## Entries supplied
═══

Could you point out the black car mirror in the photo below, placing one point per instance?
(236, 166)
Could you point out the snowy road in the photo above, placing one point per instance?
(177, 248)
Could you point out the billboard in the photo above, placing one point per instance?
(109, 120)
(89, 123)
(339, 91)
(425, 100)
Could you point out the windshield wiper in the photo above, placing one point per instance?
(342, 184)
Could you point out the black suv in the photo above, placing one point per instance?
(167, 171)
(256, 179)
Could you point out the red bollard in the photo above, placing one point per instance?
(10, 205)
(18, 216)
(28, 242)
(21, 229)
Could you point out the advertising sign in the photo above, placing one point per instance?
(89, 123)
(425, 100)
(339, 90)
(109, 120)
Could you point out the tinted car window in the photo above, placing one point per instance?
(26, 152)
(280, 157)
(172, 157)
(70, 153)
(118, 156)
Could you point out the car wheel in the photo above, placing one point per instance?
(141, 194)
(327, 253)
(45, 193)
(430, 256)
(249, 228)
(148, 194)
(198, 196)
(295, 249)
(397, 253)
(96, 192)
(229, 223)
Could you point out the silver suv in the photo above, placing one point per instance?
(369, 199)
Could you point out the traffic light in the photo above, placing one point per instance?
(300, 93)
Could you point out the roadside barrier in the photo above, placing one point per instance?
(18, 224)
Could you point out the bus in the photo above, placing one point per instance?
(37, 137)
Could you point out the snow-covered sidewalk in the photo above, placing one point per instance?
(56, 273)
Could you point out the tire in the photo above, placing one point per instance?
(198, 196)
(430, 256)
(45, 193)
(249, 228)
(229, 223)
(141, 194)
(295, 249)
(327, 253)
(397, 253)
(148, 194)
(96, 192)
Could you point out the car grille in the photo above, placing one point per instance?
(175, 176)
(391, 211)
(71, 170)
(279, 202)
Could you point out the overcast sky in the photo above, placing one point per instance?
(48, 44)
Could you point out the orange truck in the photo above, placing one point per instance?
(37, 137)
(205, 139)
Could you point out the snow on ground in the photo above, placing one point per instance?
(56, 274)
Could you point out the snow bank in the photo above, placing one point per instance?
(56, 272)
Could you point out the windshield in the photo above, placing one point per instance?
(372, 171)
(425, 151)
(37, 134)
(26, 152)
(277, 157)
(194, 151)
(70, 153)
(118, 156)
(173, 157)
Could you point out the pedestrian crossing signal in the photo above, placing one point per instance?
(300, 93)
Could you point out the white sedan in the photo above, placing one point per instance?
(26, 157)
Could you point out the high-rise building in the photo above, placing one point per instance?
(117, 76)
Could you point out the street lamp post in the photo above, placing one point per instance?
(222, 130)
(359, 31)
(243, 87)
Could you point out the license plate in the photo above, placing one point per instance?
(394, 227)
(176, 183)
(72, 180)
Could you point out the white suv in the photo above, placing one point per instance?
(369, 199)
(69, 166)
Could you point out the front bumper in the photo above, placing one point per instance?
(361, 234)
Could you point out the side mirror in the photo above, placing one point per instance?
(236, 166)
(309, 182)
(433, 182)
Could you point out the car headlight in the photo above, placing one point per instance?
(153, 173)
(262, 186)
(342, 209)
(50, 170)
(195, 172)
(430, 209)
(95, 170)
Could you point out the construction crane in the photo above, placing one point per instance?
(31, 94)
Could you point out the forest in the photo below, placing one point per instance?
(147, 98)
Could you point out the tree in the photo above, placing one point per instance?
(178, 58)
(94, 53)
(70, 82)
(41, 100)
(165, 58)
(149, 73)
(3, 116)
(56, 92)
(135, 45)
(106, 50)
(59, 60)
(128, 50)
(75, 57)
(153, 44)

═══

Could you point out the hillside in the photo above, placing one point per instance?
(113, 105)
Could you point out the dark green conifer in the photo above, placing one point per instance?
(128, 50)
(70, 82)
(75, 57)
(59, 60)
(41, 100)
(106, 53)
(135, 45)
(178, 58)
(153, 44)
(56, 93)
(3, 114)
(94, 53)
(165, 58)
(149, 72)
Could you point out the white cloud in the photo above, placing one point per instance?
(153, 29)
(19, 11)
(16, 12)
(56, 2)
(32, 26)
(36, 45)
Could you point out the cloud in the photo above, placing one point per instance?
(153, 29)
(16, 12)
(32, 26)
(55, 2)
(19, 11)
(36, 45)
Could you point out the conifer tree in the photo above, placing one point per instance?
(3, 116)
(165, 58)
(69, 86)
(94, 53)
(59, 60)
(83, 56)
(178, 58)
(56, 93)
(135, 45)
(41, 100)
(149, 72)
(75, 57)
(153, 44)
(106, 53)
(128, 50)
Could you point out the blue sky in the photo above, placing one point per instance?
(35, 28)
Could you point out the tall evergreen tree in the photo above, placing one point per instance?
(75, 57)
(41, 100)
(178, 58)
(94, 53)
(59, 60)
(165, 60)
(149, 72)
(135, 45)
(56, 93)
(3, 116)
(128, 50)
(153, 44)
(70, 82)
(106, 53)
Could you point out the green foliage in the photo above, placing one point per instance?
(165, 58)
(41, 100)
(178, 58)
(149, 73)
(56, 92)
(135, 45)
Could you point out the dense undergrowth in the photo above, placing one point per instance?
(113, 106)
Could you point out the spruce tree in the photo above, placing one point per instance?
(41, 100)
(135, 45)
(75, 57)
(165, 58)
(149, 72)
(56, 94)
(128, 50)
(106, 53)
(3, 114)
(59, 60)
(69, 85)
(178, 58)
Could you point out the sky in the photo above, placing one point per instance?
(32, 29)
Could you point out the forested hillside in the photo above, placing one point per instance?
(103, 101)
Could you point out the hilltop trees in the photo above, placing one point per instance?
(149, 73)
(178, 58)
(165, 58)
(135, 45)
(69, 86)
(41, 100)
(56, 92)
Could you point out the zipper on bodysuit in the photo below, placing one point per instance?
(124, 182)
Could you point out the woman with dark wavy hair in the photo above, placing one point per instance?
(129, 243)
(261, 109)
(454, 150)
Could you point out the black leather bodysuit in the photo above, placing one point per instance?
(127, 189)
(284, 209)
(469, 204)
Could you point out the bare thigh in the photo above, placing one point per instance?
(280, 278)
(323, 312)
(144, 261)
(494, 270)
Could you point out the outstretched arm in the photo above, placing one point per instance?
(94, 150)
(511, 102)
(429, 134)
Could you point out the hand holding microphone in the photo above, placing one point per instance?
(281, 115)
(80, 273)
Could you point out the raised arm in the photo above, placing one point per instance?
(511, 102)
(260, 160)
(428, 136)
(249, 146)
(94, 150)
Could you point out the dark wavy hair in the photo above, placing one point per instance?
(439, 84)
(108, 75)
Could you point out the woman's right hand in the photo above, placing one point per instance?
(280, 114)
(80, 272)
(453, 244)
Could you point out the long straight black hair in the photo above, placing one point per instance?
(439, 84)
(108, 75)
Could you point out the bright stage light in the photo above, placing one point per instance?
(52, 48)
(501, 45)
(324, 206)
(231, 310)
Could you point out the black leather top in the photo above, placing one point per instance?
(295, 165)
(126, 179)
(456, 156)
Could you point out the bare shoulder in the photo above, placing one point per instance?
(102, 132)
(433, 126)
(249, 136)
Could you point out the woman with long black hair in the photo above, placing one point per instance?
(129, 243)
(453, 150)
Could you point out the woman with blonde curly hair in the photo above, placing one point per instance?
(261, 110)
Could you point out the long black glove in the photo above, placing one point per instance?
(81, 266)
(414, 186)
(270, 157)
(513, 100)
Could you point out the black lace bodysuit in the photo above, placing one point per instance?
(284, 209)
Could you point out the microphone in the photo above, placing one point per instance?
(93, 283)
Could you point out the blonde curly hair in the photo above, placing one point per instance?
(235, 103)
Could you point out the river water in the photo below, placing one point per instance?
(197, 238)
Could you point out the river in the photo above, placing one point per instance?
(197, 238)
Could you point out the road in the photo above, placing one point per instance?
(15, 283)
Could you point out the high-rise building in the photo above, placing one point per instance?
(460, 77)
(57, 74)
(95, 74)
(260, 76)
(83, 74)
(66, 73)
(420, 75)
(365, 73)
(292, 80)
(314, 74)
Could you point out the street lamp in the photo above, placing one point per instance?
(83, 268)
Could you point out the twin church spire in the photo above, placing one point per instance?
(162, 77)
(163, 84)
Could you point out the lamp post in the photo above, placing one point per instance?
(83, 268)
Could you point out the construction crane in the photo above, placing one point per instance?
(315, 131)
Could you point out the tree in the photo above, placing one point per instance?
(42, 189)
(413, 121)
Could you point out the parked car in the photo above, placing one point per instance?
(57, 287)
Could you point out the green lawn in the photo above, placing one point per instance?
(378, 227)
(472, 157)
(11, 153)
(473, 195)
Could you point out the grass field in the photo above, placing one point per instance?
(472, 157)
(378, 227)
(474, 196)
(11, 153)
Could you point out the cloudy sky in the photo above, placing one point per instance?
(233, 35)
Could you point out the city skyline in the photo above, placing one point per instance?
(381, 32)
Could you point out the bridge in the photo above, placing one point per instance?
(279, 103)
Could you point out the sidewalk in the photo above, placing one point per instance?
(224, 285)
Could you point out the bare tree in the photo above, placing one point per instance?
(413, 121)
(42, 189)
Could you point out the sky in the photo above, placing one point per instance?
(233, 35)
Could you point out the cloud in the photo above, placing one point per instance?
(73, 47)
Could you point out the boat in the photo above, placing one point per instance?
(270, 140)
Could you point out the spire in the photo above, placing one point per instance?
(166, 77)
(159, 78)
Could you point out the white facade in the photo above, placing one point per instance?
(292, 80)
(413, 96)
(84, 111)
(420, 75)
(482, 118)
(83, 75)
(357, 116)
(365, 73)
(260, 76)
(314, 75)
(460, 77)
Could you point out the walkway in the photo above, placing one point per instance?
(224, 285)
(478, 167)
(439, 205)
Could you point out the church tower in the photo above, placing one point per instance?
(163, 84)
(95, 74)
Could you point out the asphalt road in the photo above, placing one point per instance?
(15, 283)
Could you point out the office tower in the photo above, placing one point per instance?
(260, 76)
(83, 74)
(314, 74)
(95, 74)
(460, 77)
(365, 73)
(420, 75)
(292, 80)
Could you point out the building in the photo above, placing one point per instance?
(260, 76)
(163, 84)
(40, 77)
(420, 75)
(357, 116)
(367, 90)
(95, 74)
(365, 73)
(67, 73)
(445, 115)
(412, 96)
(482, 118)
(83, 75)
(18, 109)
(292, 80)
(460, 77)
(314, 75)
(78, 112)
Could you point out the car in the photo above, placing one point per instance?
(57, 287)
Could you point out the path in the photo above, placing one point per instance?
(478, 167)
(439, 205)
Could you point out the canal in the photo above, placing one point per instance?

═══

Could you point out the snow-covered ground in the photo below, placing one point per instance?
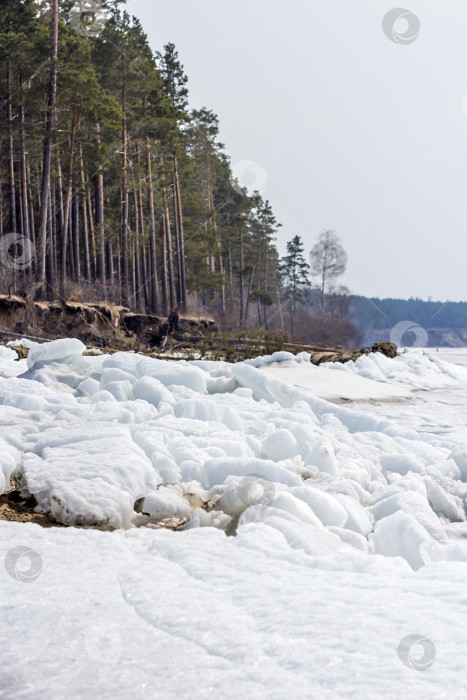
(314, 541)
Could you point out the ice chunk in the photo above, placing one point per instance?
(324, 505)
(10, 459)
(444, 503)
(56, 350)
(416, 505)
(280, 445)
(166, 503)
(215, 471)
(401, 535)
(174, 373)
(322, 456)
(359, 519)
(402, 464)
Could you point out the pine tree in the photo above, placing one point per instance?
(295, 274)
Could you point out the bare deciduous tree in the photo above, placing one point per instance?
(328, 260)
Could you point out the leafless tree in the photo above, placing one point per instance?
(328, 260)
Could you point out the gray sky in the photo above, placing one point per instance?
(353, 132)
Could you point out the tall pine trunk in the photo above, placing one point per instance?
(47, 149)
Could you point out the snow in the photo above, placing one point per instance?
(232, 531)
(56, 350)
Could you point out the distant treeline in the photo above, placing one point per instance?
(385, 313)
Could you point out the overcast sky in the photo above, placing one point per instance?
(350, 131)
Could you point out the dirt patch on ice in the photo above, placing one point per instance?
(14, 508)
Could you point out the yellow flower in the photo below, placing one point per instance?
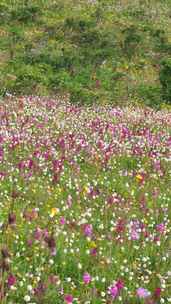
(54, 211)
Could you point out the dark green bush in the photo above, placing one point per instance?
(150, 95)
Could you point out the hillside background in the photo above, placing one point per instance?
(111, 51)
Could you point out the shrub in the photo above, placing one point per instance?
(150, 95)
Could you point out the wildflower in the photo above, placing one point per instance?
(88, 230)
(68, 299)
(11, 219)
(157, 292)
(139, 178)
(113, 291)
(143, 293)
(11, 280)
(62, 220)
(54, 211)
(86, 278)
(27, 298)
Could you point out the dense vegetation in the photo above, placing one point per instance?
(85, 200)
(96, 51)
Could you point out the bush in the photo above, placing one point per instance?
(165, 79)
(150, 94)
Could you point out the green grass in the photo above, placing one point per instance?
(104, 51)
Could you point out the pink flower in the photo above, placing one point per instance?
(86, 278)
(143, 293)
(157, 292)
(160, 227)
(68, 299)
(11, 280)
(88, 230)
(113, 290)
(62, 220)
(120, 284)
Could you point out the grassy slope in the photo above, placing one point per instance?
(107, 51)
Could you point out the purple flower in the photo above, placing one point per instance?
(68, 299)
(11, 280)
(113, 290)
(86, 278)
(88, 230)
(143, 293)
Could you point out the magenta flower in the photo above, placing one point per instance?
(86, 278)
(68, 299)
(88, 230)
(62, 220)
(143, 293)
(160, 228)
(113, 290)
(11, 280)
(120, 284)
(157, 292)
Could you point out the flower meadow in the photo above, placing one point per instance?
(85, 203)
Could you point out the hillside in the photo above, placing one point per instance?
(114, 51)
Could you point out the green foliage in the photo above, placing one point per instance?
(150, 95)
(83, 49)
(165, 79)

═══

## Goal
Copy the data word for word, from the line with "Could you point out the walkway" up to and including the line with "Could you point out the canal".

## Written answer
Could you point out the walkway in the photo above, placing one point per instance?
(224, 285)
(478, 167)
(439, 205)
Could you point out the church tower in the photo above, placing one point per instance?
(163, 84)
(95, 74)
Could you point out the asphalt road in the photo above, placing one point per instance?
(15, 283)
Could you point out the office tower in the photo above, placing one point per instance?
(260, 76)
(83, 74)
(314, 74)
(95, 74)
(460, 77)
(365, 73)
(420, 75)
(292, 80)
Could you point out the building in the photo above, placing one point per instance?
(260, 76)
(163, 84)
(40, 77)
(420, 75)
(357, 116)
(367, 90)
(95, 74)
(365, 73)
(67, 73)
(445, 115)
(412, 96)
(482, 118)
(83, 75)
(18, 109)
(292, 80)
(460, 77)
(314, 75)
(78, 112)
Could you point out the car in the photo above, placing one point per instance?
(57, 287)
Could you point out the path in the photo above, placing one point per instance?
(478, 167)
(439, 205)
Could you point out the canal in the photo above, placing one point per instance?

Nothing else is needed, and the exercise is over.